• Exercises:
1. Quote the stretch from "Fury is no doubt" through "the title picture." in the article on heavyweight boxing without Tyson Fury.
2. Print the stretch of the entries from the line containing "One point belongs to every instance of the gharial body, in" through the last line of the entries.

How does heavyweight boxing look without Tyson Fury?

‘I’m going home,’ Tyson Fury declared shortly after detonating an uppercut for the ages at Wembley Stadium that knocked out Dillian Whyte. If that is to be ‘The Gypsy King’s last action in a boxing ring, there will be no better way to sign off.

Fury is no doubt fond of a wind-up and has persistently contradicted himself over his future in the sport over the years. Previous retirement claims have been taken with a large pinch of salt but it feels different this time, with the 33-year-old last night vowing to stick to a promise made to his wife Paris.

The chance to unify the division against the winner of Oleksandr Usyk vs Anthony Joshua will certainly present itself when the dust settles on that IBF, WBA and WBO title rematch in July.

But should Fury remain resolute in his promise to hang up his gloves – barring money-spinning exhibition fights and WWE appearances – it will mark a seismic shift in the heavyweight division with new challengers ready to join the title picture.

Fury has already given Deontay Wilder his blessing to step in and fight the winner of Usyk vs Joshua II. ‘The Bronze Bomber’ has somehow maintained his no1 ranking with the WBC despite two consecutive defeats but it remains to be seen what version of Wilder returns after those damaging losses to Fury.

A huge PPV return against Andy Ruiz Jr or Luis Ortiz, both also with Al Haymon’s Premier Boxing Champions, might be the most likely scenario should Fury stick to his retirement plan and vacate the belt.

During Saturday’s broadcast, it was announced that Joe Joyce and Joseph Parker have all but agreed their summer showdown. Ranked no2 and no3 respectively with the WBC and no1 and no2 with the WBO, the winner of that contest will surely feel confident of getting a title shot next.

• Record set:
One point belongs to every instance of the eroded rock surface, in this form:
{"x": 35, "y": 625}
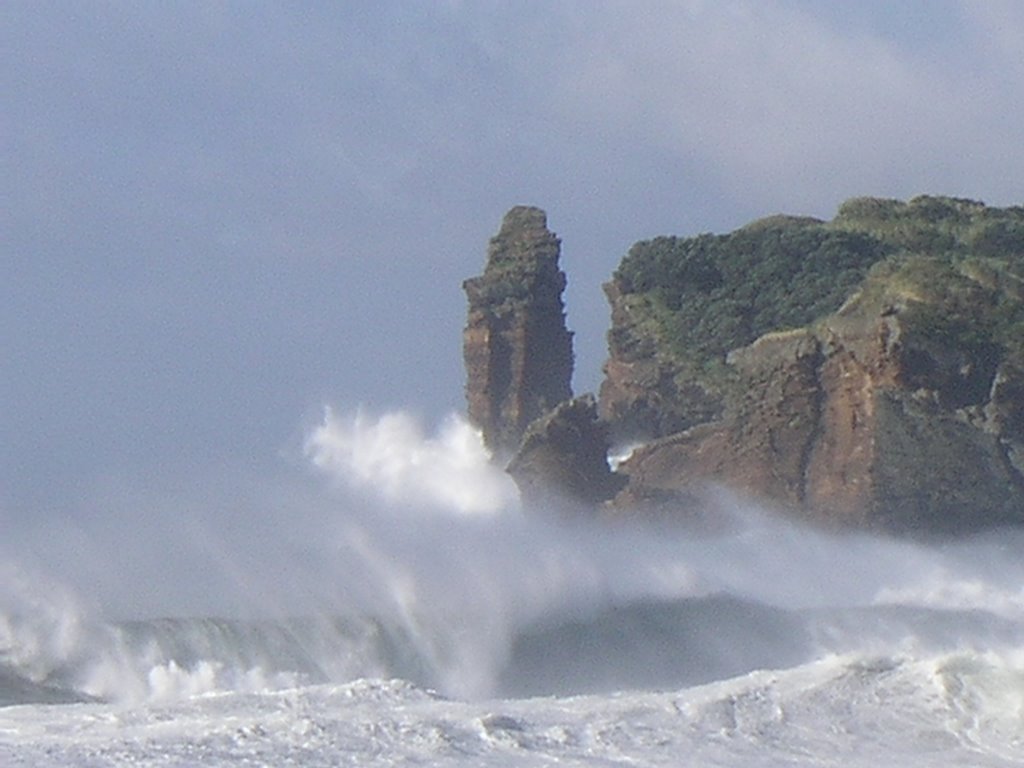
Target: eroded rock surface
{"x": 901, "y": 411}
{"x": 517, "y": 350}
{"x": 563, "y": 456}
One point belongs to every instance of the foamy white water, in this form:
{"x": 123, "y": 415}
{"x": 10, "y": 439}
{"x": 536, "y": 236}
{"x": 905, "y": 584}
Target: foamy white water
{"x": 425, "y": 617}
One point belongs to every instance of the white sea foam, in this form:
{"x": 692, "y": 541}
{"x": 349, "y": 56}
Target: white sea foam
{"x": 392, "y": 457}
{"x": 423, "y": 566}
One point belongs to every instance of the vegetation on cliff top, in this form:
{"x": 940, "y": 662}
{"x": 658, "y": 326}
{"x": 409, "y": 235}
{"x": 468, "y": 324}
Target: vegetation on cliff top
{"x": 958, "y": 263}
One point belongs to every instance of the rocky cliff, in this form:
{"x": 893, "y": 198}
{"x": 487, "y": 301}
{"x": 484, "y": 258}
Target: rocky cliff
{"x": 867, "y": 371}
{"x": 517, "y": 350}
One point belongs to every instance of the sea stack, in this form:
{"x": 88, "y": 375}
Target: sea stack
{"x": 517, "y": 350}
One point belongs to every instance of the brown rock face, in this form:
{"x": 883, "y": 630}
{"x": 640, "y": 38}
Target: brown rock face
{"x": 517, "y": 351}
{"x": 865, "y": 423}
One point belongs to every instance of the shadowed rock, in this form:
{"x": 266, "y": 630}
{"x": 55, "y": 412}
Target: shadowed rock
{"x": 517, "y": 351}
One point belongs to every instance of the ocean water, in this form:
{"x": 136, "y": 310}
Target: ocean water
{"x": 403, "y": 609}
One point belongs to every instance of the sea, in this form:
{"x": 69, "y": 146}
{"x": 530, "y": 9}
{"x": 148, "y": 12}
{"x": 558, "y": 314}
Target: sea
{"x": 403, "y": 608}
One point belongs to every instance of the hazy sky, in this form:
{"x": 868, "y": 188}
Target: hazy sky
{"x": 219, "y": 216}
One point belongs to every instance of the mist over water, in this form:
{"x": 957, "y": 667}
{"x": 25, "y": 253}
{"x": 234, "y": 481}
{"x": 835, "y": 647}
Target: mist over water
{"x": 408, "y": 554}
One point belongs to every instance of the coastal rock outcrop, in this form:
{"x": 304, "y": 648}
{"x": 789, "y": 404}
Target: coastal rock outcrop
{"x": 866, "y": 372}
{"x": 517, "y": 350}
{"x": 563, "y": 456}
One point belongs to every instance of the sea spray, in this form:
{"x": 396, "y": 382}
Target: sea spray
{"x": 454, "y": 587}
{"x": 391, "y": 456}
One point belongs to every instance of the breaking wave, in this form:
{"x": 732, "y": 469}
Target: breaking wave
{"x": 430, "y": 571}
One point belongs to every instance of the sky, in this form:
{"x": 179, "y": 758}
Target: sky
{"x": 219, "y": 217}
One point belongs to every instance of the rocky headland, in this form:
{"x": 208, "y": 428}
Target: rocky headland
{"x": 865, "y": 372}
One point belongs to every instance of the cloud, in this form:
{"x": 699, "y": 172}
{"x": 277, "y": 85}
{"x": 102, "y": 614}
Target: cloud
{"x": 786, "y": 108}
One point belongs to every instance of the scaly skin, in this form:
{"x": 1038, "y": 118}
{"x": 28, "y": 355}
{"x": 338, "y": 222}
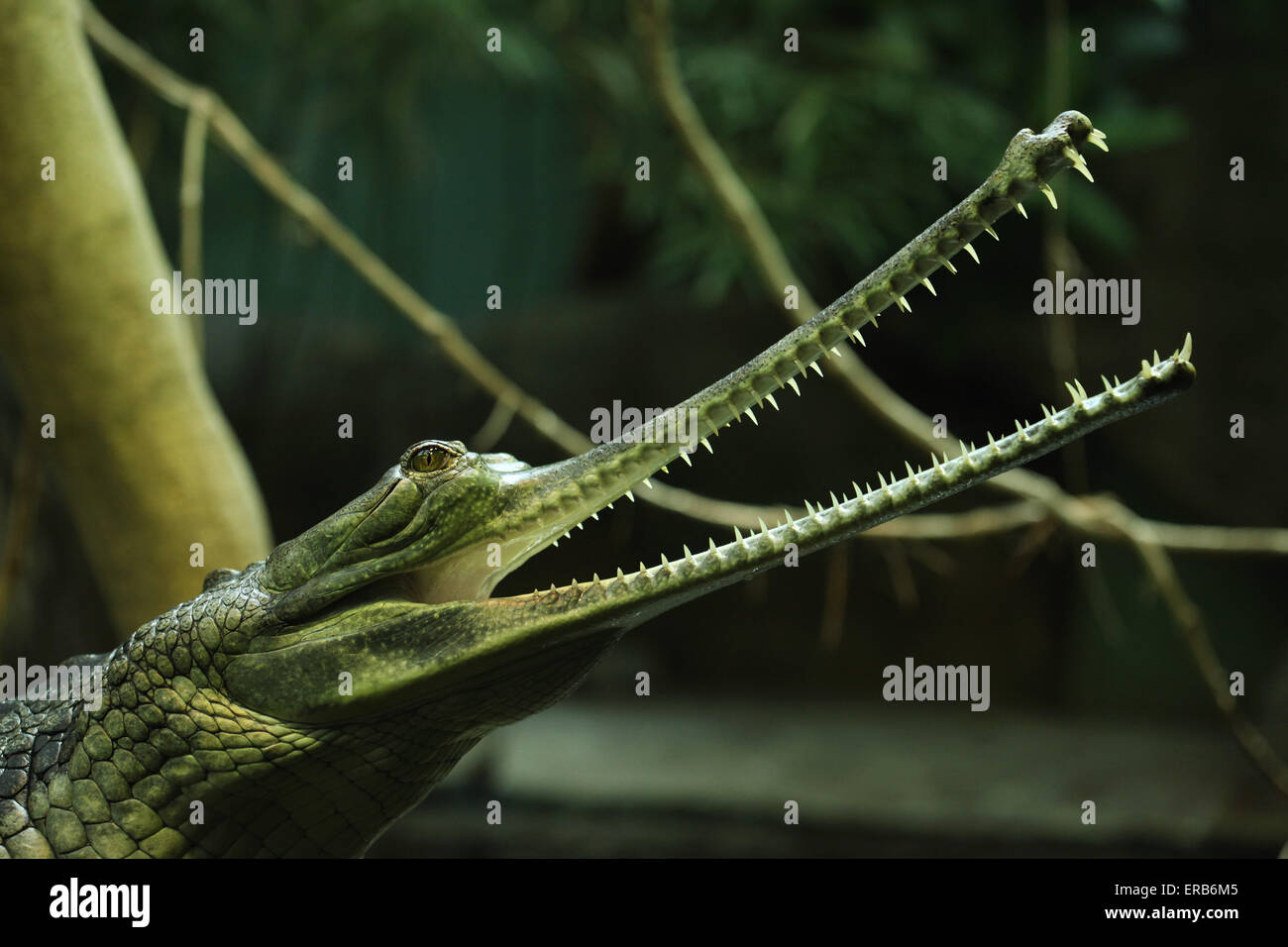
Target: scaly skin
{"x": 235, "y": 699}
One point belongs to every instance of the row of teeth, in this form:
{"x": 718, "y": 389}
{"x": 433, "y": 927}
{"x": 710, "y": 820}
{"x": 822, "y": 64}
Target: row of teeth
{"x": 1096, "y": 137}
{"x": 917, "y": 479}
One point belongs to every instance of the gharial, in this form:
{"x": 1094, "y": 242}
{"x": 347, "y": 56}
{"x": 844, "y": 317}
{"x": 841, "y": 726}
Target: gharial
{"x": 232, "y": 698}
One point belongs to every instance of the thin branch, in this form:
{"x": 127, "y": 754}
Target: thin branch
{"x": 193, "y": 166}
{"x": 24, "y": 502}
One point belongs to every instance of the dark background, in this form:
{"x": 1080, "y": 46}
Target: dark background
{"x": 516, "y": 169}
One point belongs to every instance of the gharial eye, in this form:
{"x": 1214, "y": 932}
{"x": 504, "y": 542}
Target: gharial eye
{"x": 429, "y": 459}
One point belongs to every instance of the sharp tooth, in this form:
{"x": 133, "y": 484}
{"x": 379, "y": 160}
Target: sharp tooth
{"x": 1080, "y": 162}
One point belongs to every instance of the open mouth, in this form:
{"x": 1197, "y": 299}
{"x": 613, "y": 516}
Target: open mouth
{"x": 542, "y": 505}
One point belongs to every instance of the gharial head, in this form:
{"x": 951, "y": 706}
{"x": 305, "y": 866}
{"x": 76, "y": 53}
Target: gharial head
{"x": 395, "y": 587}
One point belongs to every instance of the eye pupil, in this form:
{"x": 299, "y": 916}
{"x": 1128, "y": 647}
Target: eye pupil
{"x": 428, "y": 460}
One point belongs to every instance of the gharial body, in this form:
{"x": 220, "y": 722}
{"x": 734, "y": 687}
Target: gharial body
{"x": 301, "y": 705}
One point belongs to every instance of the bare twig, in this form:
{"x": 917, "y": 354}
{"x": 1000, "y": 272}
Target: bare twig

• Set of answers:
1.
Fury is no doubt fond of a wind-up and has persistently contradicted himself over his future in the sport over the years. Previous retirement claims have been taken with a large pinch of salt but it feels different this time, with the 33-year-old last night vowing to stick to a promise made to his wife Paris.

The chance to unify the division against the winner of Oleksandr Usyk vs Anthony Joshua will certainly present itself when the dust settles on that IBF, WBA and WBO title rematch in July.

But should Fury remain resolute in his promise to hang up his gloves – barring money-spinning exhibition fights and WWE appearances – it will mark a seismic shift in the heavyweight division with new challengers ready to join the title picture.

2.
One point belongs to every instance of the gharial body, in this form:
{"x": 220, "y": 722}
{"x": 734, "y": 687}
Target: gharial body
{"x": 301, "y": 705}
One point belongs to every instance of the bare twig, in this form:
{"x": 917, "y": 354}
{"x": 1000, "y": 272}
Target: bare twig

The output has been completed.